→ **Text shown**:
My brother and his girlfriend took me back to my apartment where I grabbed the things I needed and threw the rest out of the third story window into a dumpster below. While I was frantically clearing out my room Jim McElvane suddenly knocked on the door and asked if I was ok. I said yes, and that I was getting the things I wanted to leave at my dad’s place and that I’d be right back. He said we were leaving that evening from LAX to meet a group in San Francisco and travel to the east coast from there. I smiled and pretended I couldn’t wait. I said I left my baby at my dad’s and that I’d be back with her. He gave me a check-in time and left. I finished by grabbing anything that had the addresses of my family members on it and left without looking back. My mind was made up, I wasn’t going to Jonestown.

I hid with some family members and begged Toni’s sister not to tell anyone where I was. She was the only Temple person who knew where I was. She called frequently to let me know how she was being grilled about my whereabouts. I remember begging her, “just let them leave without me, and you won’t have to cover for me anymore.”. I’ve always felt bad about the danger I could have caused her, but I never regretted my decision to leave. The heat finally went down after a couple of weeks, and I stopped being afraid. I still hid out because I wanted to protect my baby, but my mind was made up: I was never going back.

→ **Records shown**:
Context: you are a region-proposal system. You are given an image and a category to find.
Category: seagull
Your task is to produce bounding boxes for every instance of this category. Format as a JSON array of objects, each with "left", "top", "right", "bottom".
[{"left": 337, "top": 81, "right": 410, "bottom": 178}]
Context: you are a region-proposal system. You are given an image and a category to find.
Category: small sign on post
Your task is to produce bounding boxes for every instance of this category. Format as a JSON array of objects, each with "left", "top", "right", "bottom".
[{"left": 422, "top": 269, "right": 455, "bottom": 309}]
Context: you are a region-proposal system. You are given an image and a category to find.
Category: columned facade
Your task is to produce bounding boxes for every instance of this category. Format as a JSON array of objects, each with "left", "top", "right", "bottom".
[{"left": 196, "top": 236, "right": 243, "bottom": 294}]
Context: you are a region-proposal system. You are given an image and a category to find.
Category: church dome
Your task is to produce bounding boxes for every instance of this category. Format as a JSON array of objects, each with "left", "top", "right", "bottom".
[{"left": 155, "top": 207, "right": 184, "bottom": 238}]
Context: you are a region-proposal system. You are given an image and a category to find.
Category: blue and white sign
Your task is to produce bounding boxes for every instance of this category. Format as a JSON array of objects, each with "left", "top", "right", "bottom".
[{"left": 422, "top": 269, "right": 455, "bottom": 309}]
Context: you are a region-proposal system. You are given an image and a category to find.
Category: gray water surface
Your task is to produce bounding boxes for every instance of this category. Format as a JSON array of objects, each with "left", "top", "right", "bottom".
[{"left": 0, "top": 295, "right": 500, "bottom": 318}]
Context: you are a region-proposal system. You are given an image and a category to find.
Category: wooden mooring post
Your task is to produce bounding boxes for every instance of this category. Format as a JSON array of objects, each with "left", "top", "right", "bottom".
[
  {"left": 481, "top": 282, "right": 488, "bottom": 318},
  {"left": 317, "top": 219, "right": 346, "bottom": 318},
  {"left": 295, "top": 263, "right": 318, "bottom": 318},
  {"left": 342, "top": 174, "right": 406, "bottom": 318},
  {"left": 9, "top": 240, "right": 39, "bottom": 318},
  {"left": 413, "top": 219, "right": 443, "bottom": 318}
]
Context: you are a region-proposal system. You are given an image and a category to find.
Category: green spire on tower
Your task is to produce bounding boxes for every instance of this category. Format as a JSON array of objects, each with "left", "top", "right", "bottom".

→ **Task list**:
- A) Reproduce the part of the account of leaving that runs from "I hid with some" to "never going back.".
- B) Answer these questions from the account of leaving:
(i) From which airport was the group leaving that evening?
(ii) Who was the only Temple person who knew where the narrator was hiding?
(iii) How long did it take for the heat to go down?
- C) Condense the paragraph of the account of leaving that begins "I hid with some family members" into a shorter version that keeps its main facts.

→ **Answer set**:
- A)
I hid with some family members and begged Toni’s sister not to tell anyone where I was. She was the only Temple person who knew where I was. She called frequently to let me know how she was being grilled about my whereabouts. I remember begging her, “just let them leave without me, and you won’t have to cover for me anymore.”. I’ve always felt bad about the danger I could have caused her, but I never regretted my decision to leave. The heat finally went down after a couple of weeks, and I stopped being afraid. I still hid out because I wanted to protect my baby, but my mind was made up: I was never going back.

- B)
(i) LAX
(ii) Toni's sister
(iii) A couple of weeks

- C) The narrator hid with family members and begged Toni's sister, the only Temple person who knew the hiding place, not to tell anyone. She called often to report being grilled about the narrator's whereabouts, and the narrator urged her to let the group leave without them. The narrator always felt bad about the danger this could have caused her but never regretted leaving. After a couple of weeks the heat went down and the fear eased. The narrator stayed hidden to protect the baby, determined never to go back.